# [WORK REQUIRED]
Once you find the line that contains "Annotation task: put one keypoint on every instance of the hand", write out that line and every line after it to the end of the records, exactly and with nothing else.

[[ ENTRIES SUPPLIED open ]]

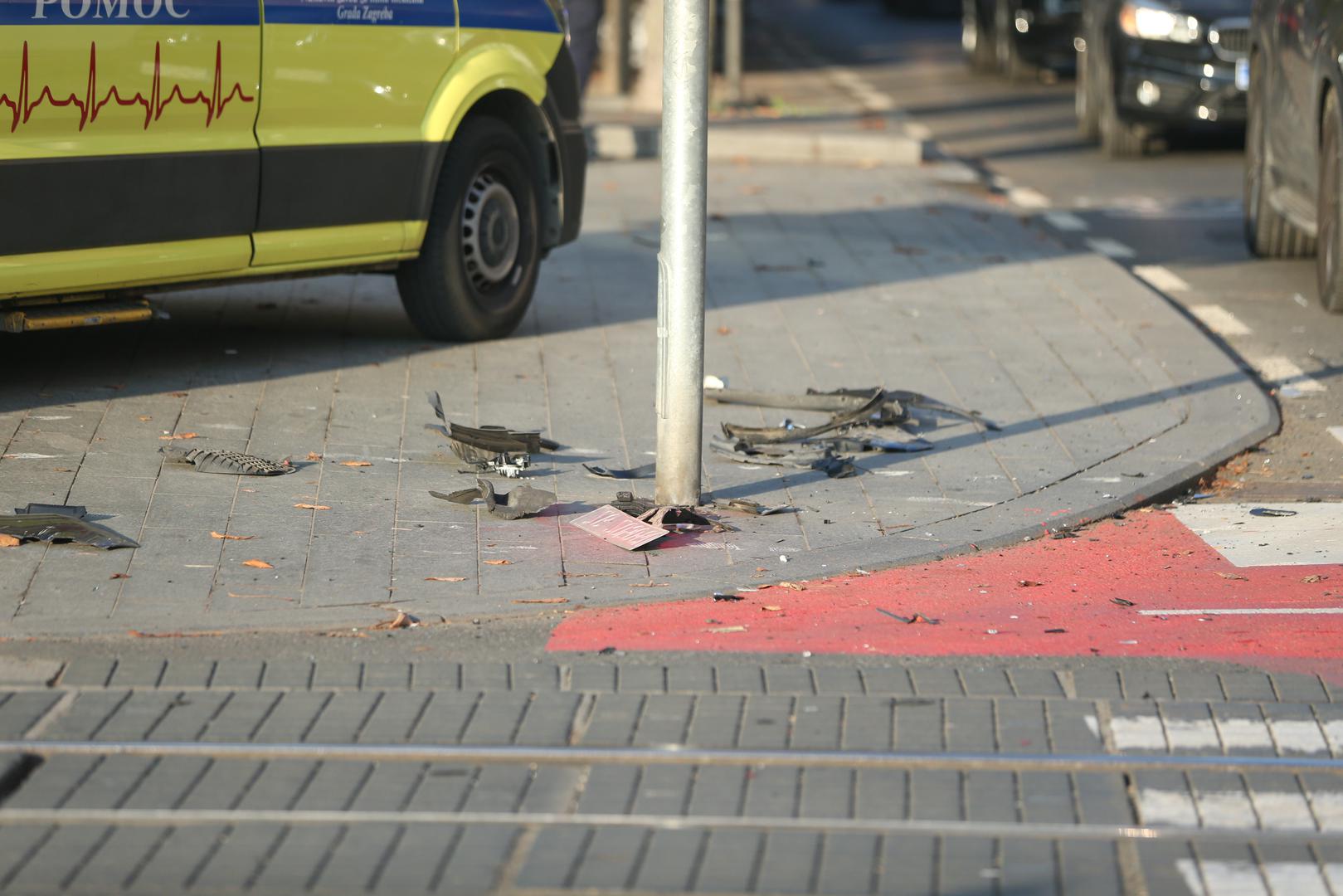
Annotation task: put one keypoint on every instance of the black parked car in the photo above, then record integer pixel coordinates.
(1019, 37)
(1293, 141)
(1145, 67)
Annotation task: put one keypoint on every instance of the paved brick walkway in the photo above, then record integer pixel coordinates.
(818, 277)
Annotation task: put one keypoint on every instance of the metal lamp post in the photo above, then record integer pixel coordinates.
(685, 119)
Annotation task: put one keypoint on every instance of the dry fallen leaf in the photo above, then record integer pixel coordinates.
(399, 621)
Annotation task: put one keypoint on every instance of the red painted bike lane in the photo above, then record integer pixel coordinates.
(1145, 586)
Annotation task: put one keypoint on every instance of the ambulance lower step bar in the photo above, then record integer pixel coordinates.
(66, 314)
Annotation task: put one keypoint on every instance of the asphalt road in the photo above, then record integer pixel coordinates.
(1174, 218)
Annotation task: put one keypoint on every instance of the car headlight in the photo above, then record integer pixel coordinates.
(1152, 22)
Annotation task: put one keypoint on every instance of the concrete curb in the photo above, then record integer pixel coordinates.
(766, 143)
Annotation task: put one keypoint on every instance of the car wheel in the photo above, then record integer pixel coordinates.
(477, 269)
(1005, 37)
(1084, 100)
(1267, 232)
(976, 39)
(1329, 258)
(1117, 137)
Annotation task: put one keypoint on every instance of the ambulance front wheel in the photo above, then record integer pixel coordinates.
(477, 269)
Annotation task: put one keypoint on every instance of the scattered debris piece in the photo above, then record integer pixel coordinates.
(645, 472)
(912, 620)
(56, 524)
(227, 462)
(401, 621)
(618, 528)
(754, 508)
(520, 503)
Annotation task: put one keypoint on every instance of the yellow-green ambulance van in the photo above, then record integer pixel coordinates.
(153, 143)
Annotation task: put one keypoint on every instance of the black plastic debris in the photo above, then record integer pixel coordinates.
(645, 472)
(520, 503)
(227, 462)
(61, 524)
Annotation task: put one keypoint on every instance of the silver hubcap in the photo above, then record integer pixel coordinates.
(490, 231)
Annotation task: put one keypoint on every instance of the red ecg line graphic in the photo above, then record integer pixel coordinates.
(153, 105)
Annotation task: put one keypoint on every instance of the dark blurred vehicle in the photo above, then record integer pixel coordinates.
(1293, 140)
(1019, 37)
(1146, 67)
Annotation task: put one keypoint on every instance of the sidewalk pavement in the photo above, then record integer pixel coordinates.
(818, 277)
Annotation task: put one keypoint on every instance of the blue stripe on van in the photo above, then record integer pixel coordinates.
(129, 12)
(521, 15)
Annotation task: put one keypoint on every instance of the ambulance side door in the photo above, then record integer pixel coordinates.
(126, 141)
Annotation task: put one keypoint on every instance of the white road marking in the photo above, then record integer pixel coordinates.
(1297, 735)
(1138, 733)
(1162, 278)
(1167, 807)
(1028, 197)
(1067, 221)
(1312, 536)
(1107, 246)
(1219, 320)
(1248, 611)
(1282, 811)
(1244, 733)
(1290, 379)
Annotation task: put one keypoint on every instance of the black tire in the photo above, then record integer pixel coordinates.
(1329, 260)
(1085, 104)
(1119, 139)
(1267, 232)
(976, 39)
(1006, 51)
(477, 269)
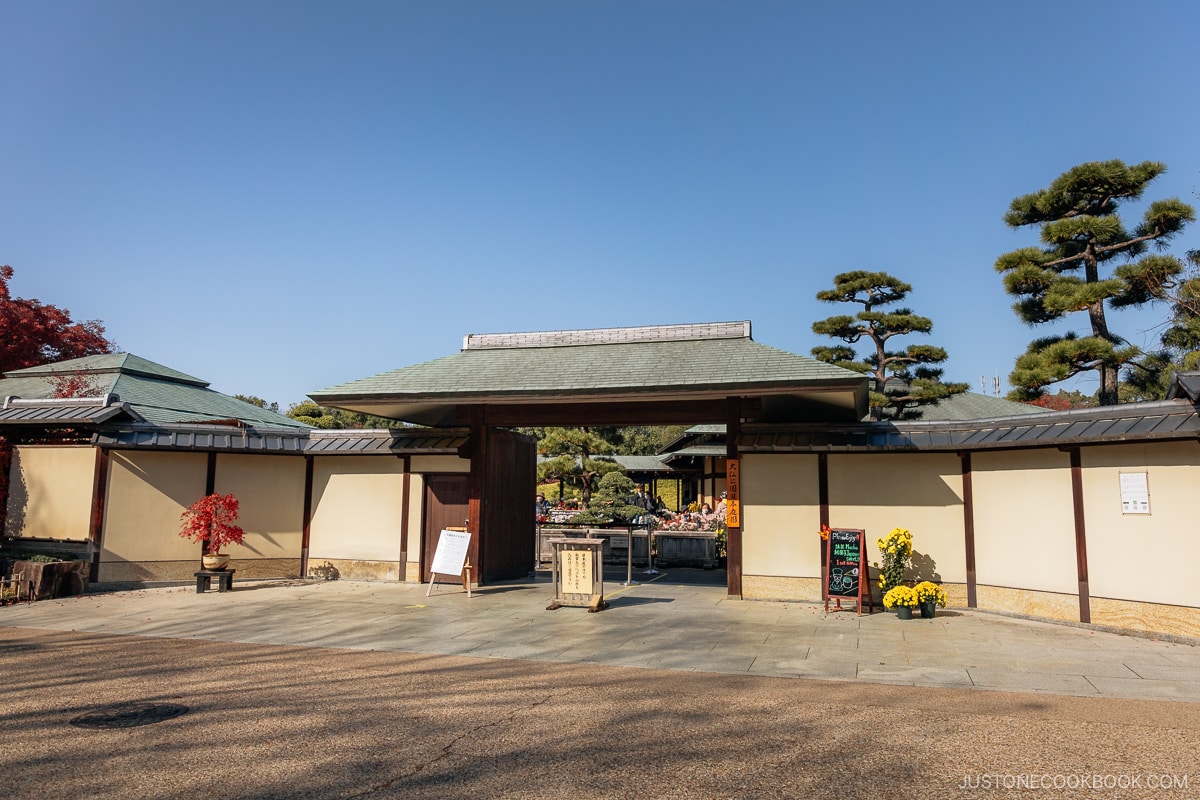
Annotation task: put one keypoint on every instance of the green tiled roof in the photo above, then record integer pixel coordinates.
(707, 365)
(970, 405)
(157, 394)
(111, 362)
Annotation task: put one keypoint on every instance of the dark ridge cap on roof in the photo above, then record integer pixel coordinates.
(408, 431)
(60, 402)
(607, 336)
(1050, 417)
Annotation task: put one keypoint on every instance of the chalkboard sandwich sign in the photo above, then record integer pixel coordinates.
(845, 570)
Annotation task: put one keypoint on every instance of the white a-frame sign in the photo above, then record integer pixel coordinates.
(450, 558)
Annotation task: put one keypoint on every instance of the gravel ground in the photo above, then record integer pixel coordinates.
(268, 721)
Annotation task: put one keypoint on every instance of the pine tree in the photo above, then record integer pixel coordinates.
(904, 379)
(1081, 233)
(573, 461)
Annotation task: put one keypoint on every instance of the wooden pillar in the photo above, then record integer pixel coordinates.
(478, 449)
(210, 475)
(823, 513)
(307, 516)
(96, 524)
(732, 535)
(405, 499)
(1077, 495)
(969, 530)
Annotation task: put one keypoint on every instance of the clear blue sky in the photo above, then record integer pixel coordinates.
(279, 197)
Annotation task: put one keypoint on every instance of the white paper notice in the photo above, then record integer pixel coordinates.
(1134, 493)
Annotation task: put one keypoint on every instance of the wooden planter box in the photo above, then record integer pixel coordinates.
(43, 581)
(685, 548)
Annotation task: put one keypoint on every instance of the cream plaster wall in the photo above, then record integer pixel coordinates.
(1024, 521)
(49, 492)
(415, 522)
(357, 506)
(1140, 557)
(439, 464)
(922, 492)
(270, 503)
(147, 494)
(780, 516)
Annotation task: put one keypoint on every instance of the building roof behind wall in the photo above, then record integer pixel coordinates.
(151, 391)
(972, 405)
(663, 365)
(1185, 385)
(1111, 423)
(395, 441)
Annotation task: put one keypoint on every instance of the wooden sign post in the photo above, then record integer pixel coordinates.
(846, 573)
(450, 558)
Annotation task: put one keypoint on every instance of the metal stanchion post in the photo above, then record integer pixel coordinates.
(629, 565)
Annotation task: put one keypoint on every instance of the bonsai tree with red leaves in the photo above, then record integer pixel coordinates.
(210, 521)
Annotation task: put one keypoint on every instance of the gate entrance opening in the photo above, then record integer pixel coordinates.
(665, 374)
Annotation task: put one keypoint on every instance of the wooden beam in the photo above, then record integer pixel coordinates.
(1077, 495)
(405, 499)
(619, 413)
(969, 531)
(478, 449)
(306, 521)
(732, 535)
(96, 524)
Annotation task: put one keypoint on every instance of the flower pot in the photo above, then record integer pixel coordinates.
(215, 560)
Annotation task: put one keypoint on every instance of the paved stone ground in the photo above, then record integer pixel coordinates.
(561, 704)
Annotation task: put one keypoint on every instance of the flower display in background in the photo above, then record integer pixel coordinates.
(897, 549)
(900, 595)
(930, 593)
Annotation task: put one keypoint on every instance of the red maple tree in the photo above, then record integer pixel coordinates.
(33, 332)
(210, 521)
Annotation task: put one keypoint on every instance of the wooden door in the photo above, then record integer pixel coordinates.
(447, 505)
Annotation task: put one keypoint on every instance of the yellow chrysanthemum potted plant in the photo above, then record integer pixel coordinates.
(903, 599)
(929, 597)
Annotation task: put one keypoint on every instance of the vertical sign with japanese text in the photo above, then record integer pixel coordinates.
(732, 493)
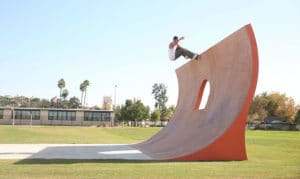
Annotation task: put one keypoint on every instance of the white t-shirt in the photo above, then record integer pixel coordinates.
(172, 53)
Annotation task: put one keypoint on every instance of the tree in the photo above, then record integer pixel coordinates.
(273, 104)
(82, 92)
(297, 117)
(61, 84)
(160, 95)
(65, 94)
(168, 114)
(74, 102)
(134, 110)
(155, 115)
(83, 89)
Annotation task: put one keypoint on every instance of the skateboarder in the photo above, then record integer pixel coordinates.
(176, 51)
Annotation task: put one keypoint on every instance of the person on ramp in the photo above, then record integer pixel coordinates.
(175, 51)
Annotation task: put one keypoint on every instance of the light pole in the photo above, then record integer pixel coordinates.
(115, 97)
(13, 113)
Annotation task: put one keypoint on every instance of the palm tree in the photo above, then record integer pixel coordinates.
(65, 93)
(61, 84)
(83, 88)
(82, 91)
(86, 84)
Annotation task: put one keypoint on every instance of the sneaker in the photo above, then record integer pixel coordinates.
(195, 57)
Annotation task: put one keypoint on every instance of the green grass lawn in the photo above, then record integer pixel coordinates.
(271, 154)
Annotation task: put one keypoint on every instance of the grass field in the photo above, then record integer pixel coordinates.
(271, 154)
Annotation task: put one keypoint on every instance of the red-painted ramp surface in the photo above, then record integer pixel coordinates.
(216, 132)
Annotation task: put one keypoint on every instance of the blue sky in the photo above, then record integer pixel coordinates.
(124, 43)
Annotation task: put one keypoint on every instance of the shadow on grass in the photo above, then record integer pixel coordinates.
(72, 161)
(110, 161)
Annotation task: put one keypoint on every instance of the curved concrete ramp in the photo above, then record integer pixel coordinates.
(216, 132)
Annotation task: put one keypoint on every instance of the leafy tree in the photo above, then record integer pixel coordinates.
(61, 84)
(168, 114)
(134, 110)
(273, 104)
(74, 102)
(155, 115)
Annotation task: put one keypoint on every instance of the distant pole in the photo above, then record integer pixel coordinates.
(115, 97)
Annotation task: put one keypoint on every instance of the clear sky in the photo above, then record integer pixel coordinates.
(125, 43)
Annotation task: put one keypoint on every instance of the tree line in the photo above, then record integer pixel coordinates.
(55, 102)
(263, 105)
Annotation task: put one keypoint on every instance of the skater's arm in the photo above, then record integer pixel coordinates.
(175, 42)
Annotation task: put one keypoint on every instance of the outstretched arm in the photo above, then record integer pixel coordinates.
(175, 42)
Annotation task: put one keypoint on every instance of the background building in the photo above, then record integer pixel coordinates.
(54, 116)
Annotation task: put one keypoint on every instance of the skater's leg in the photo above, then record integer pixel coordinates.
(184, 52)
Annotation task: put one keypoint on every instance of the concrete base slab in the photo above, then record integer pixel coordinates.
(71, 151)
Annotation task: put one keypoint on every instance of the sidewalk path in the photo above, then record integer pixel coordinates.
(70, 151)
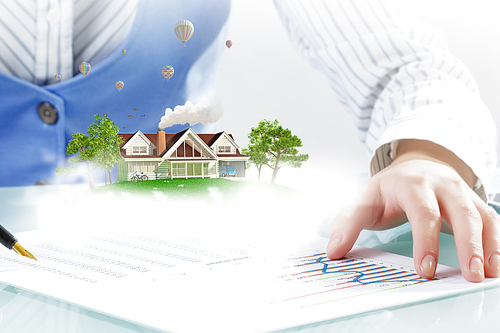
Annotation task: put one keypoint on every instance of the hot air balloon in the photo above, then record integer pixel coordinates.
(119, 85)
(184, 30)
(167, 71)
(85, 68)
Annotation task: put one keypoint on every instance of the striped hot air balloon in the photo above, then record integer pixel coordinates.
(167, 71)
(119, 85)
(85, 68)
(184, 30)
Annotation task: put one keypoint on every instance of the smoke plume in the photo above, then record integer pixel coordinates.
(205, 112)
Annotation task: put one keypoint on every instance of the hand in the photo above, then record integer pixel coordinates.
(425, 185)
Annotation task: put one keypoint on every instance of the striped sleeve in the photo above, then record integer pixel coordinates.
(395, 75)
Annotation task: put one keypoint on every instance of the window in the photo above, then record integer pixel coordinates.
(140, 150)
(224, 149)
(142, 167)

[[ ENTRIES SUPPLIED closed ]]

# [RESPONSE BOX]
Annotation task: put one keypoint on every instance of the hand in the photo above, then record integer pixel coordinates.
(425, 185)
Annotation task: put one keypoint on every instance of the striped sleeve in the photo above, then record integer pixel coordinates.
(395, 75)
Annotation task: put one keypoint on every instance of the window in the photo above, then record integer pixel coordinates.
(140, 150)
(224, 149)
(142, 167)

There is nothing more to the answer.